### Task goal
Reproduce the following lines character for character, without changing anything.

● ● ● ● ●

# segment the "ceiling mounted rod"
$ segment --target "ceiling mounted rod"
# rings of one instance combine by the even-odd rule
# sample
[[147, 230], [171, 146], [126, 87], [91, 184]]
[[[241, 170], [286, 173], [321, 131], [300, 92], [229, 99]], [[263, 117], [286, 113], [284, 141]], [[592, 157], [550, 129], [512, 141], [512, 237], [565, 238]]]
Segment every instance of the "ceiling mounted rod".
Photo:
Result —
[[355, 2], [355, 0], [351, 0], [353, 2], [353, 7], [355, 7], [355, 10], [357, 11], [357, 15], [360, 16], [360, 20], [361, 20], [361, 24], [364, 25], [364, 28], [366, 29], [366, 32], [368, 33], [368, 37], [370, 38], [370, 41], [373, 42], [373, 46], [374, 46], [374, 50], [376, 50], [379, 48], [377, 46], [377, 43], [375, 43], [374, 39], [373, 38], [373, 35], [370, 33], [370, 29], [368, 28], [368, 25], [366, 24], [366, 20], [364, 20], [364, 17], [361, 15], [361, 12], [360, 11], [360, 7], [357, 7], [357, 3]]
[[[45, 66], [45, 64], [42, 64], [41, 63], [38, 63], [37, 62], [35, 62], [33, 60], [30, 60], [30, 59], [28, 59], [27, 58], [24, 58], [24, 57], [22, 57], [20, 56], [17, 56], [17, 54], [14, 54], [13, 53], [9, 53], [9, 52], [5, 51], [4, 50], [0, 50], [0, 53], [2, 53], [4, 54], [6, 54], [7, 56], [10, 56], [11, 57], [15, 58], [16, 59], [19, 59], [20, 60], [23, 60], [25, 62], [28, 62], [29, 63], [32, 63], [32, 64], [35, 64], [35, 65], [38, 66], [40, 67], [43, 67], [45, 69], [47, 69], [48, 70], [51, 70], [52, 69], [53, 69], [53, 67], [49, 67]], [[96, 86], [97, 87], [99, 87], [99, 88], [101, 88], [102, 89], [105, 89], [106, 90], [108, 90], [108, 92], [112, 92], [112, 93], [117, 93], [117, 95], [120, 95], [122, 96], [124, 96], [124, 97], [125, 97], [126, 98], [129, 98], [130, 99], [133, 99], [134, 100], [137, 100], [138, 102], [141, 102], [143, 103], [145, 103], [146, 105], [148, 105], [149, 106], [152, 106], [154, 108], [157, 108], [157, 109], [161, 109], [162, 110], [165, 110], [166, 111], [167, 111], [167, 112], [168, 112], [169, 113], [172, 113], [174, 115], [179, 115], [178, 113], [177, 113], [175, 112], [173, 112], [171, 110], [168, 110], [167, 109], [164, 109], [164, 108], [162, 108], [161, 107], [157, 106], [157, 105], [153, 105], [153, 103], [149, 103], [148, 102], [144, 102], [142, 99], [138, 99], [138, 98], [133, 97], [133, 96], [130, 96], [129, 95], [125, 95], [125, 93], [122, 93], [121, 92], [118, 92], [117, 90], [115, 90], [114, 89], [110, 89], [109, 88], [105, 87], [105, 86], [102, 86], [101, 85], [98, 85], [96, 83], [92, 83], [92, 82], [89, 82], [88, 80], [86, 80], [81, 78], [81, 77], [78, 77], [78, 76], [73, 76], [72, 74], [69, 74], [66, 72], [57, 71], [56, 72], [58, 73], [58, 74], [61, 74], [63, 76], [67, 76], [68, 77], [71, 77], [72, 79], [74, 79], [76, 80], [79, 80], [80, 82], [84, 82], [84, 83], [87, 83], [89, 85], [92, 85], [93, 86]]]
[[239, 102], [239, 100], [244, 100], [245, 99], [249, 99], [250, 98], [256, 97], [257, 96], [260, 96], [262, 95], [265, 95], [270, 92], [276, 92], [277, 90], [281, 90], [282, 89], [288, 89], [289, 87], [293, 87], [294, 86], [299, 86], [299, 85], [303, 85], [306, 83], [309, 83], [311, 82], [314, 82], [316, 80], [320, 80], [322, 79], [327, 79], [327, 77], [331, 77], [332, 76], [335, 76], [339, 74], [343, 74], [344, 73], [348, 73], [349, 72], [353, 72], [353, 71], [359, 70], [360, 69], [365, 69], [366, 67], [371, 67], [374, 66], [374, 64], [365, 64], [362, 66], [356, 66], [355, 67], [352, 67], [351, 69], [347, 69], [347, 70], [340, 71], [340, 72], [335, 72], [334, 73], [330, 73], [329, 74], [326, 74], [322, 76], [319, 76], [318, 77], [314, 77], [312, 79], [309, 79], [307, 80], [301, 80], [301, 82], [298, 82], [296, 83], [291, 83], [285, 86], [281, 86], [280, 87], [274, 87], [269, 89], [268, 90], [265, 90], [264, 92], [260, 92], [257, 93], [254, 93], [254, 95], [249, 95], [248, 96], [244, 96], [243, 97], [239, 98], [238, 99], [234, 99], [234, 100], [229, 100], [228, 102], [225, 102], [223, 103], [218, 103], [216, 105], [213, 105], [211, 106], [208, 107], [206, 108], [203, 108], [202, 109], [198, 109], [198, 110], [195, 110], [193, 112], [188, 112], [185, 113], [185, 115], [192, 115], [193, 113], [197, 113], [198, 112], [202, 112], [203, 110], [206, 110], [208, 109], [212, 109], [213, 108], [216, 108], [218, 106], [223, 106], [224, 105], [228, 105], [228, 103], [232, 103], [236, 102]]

● ● ● ● ●

### Answer to this problem
# segment the "ceiling mounted rod"
$ segment --target "ceiling mounted rod"
# rings of one instance combine by the even-odd rule
# sample
[[147, 230], [171, 146], [126, 87], [91, 184]]
[[[241, 170], [286, 173], [321, 131], [300, 92], [229, 99]], [[263, 117], [286, 113], [284, 141]], [[592, 157], [550, 129], [512, 141], [512, 237], [565, 238]]]
Segment every instance of the "ceiling mounted rod".
Photo:
Result —
[[355, 2], [355, 0], [351, 0], [353, 2], [353, 7], [355, 7], [355, 10], [357, 11], [357, 15], [360, 16], [360, 20], [361, 20], [361, 24], [364, 25], [364, 28], [366, 29], [366, 32], [368, 33], [368, 37], [370, 38], [370, 41], [373, 42], [373, 46], [374, 46], [374, 50], [376, 50], [379, 48], [377, 46], [377, 43], [375, 43], [374, 39], [373, 38], [373, 35], [370, 33], [370, 29], [368, 28], [368, 25], [366, 24], [366, 20], [364, 20], [364, 17], [361, 15], [361, 12], [360, 11], [360, 7], [357, 7], [357, 3]]
[[[45, 66], [45, 64], [42, 64], [41, 63], [38, 63], [37, 62], [35, 62], [33, 60], [30, 60], [30, 59], [28, 59], [27, 58], [24, 58], [24, 57], [22, 57], [20, 56], [17, 56], [17, 54], [14, 54], [13, 53], [9, 53], [9, 52], [5, 51], [4, 50], [0, 50], [0, 53], [2, 53], [4, 54], [6, 54], [7, 56], [10, 56], [11, 57], [15, 58], [16, 59], [19, 59], [20, 60], [23, 60], [25, 62], [28, 62], [29, 63], [32, 63], [32, 64], [35, 64], [35, 65], [38, 66], [40, 67], [43, 67], [45, 69], [47, 69], [48, 70], [51, 70], [52, 69], [53, 69], [53, 67], [49, 67]], [[96, 86], [97, 87], [99, 87], [99, 88], [101, 88], [102, 89], [105, 89], [106, 90], [108, 90], [108, 92], [112, 92], [112, 93], [117, 93], [117, 95], [120, 95], [122, 96], [124, 96], [124, 97], [125, 97], [126, 98], [129, 98], [130, 99], [133, 99], [134, 100], [137, 100], [138, 102], [141, 102], [143, 103], [145, 103], [146, 105], [148, 105], [149, 106], [152, 106], [154, 108], [157, 108], [157, 109], [161, 109], [162, 110], [165, 110], [166, 111], [167, 111], [167, 112], [168, 112], [169, 113], [172, 113], [174, 115], [179, 115], [178, 113], [177, 113], [175, 112], [173, 112], [171, 110], [168, 110], [167, 109], [164, 109], [164, 108], [162, 108], [161, 107], [157, 106], [157, 105], [153, 105], [153, 103], [149, 103], [148, 102], [144, 102], [142, 99], [138, 99], [138, 98], [133, 97], [133, 96], [130, 96], [129, 95], [125, 95], [125, 93], [122, 93], [121, 92], [118, 92], [117, 90], [115, 90], [114, 89], [110, 89], [109, 88], [105, 87], [105, 86], [102, 86], [101, 85], [98, 85], [96, 83], [92, 83], [92, 82], [89, 82], [88, 80], [86, 80], [81, 78], [81, 77], [78, 77], [78, 76], [73, 76], [72, 74], [69, 74], [66, 72], [57, 71], [56, 72], [58, 73], [58, 74], [61, 74], [63, 76], [67, 76], [68, 77], [71, 77], [72, 79], [74, 79], [76, 80], [79, 80], [80, 82], [84, 82], [84, 83], [87, 83], [89, 85], [92, 85], [93, 86]]]
[[239, 102], [239, 100], [244, 100], [245, 99], [249, 99], [250, 98], [256, 97], [257, 96], [260, 96], [262, 95], [265, 95], [270, 92], [276, 92], [277, 90], [281, 90], [282, 89], [288, 89], [289, 87], [293, 87], [294, 86], [299, 86], [299, 85], [303, 85], [306, 83], [309, 83], [311, 82], [314, 82], [316, 80], [320, 80], [322, 79], [327, 79], [327, 77], [331, 77], [332, 76], [335, 76], [339, 74], [343, 74], [344, 73], [348, 73], [349, 72], [353, 72], [353, 71], [359, 70], [360, 69], [365, 69], [366, 67], [371, 67], [374, 66], [374, 64], [365, 64], [362, 66], [356, 66], [355, 67], [352, 67], [351, 69], [347, 69], [347, 70], [340, 71], [340, 72], [335, 72], [334, 73], [330, 73], [329, 74], [326, 74], [322, 76], [319, 76], [318, 77], [314, 77], [312, 79], [309, 79], [307, 80], [301, 80], [301, 82], [298, 82], [296, 83], [291, 83], [285, 86], [281, 86], [280, 87], [274, 87], [269, 89], [268, 90], [265, 90], [264, 92], [260, 92], [257, 93], [254, 93], [254, 95], [249, 95], [248, 96], [244, 96], [243, 97], [239, 98], [238, 99], [234, 99], [234, 100], [229, 100], [228, 102], [225, 102], [223, 103], [218, 103], [216, 105], [213, 105], [211, 106], [208, 107], [206, 108], [203, 108], [202, 109], [198, 109], [198, 110], [195, 110], [193, 112], [188, 112], [185, 113], [185, 115], [192, 115], [193, 113], [197, 113], [198, 112], [202, 112], [203, 110], [206, 110], [208, 109], [212, 109], [213, 108], [216, 108], [218, 106], [223, 106], [224, 105], [228, 105], [228, 103], [232, 103], [236, 102]]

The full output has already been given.